◆ **Exercises**
1/ In the listing, copy everything from the line containing "Place one keypoint per instance of the tall" down to the end of the listing, replacing "crowd of people" with "group of passengers" throughout and leaving everything else unchanged.
2/ Write the next part of the court ruling on the application for an order pending appeal, continuing from its final sentence.

◆ **Extract**
☆ ☆ ☆ ☆ ☆

The application is based on the main grounds that unless the order sought is granted, they will be evicted from the demised premises and yet their intended appeal has high chances of success, which success will be rendered nugatory if the relief sought is not granted. The application is supported by two affidavits sworn by Ann Kajuju and Susan Mukami who do not describe their status in the applicant companies. The affidavits elaborate the grounds of the application. There is a draft memorandum of appeal annexed to the affidavits. The application is opposed on the basis of a replying affidavit sworn by the respondent. Annexed to the affidavit are numerous exhibits supporting the averments in the affidavit. Learned Counsel, Mr. Mbabu, argued the application on behalf of the applicants and learned counsel, Mr. Koech, responded on behalf of the respondent. Both counsel addressed us at length on the merits and demerits of the application.

The principles upon which this Court exercises its original and unfettered discretion in applications for an injunction or for stay of execution or for stay of proceedings pending an intended appeal or an appeal, if already filed, are well settled. The applicant is required to satisfy the court both that the appeal or intended appeal is arguable and further that unless the order sought is granted, the success of the intended appeal or appeal would be rendered nugatory by the refusal to grant the order. See Reliance Bank Ltd (in liquidation) v. Norlake Investments Ltd [2002] 1 EA 227, Githunguri v. Jimba Credit Corporation Ltd (No.2) [1988] KLR 838 and J.K. Industries Ltd. v. Kenya Commercial Bank Ltd. [1982-88]1 KAR 1088.

The principles will however be applied to particular facts and circumstances of each case.

☆ ☆ ☆ ☆ ☆

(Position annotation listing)
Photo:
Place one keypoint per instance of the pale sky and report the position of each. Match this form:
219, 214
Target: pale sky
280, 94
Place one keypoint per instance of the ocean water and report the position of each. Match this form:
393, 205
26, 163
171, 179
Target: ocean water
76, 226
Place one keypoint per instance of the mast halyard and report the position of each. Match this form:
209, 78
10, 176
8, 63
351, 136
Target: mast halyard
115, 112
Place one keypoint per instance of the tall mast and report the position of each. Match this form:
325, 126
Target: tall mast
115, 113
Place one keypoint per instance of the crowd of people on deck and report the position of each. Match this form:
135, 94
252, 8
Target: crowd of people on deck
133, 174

☆ ☆ ☆ ☆ ☆

◆ **Answers by task**
1/
Place one keypoint per instance of the tall mast and report the position of each. Match this form:
325, 126
Target: tall mast
115, 113
Place one keypoint per instance of the group of passengers on deck and report the position of each. Match this form:
135, 94
252, 8
Target: group of passengers on deck
133, 174

2/
The applicants contend that their intended appeal is indeed arguable and have, as already observed, attached to the application the proposed memorandum of appeal containing nine grounds of appeal. Mr. Mbabu stated from the bar at the hearing of the application that the applicants have indeed filed Civil Appeal No. 123 of 2015. It is apparent to us that the applicants will be contending in the appeal, among other things, that having exercised their option to renew their leases, the respondent was bound to grant them a new lease at a rent which could be determined by the parties, the court or by arbitration and that the learned Judge of the Environment and Land Court had failed to apply the principles crystallized in the case of Giella - v Cassman Brown [1973] EA 358 and those of interpretation of contracts.

Now that the appeal has been lodged, it is, in our view inappropriate and indeed pre emptory to discuss in some detail the merits of the appeal. We however are alive to the fact that the learned Judge in refusing the applicants’ application for an interim injunction was exercising her unfettered discretion. There is no dispute about the principles which apply in considering an appeal against the lower court’s exercise of such discretion.

Sir Clement De Lestang VP, in Mbogoh and Another –v- Shah [1968] EA 93, stated:

“I think it is well settled that this court will not interfere with the exercise of its discretion by an inferior court unless it is satisfied that its decision is clearly wrong, because it has misdirected itself or because it has acted on matters on which it should not have taken into consideration and in doing so arrived at a wrong conclusion.”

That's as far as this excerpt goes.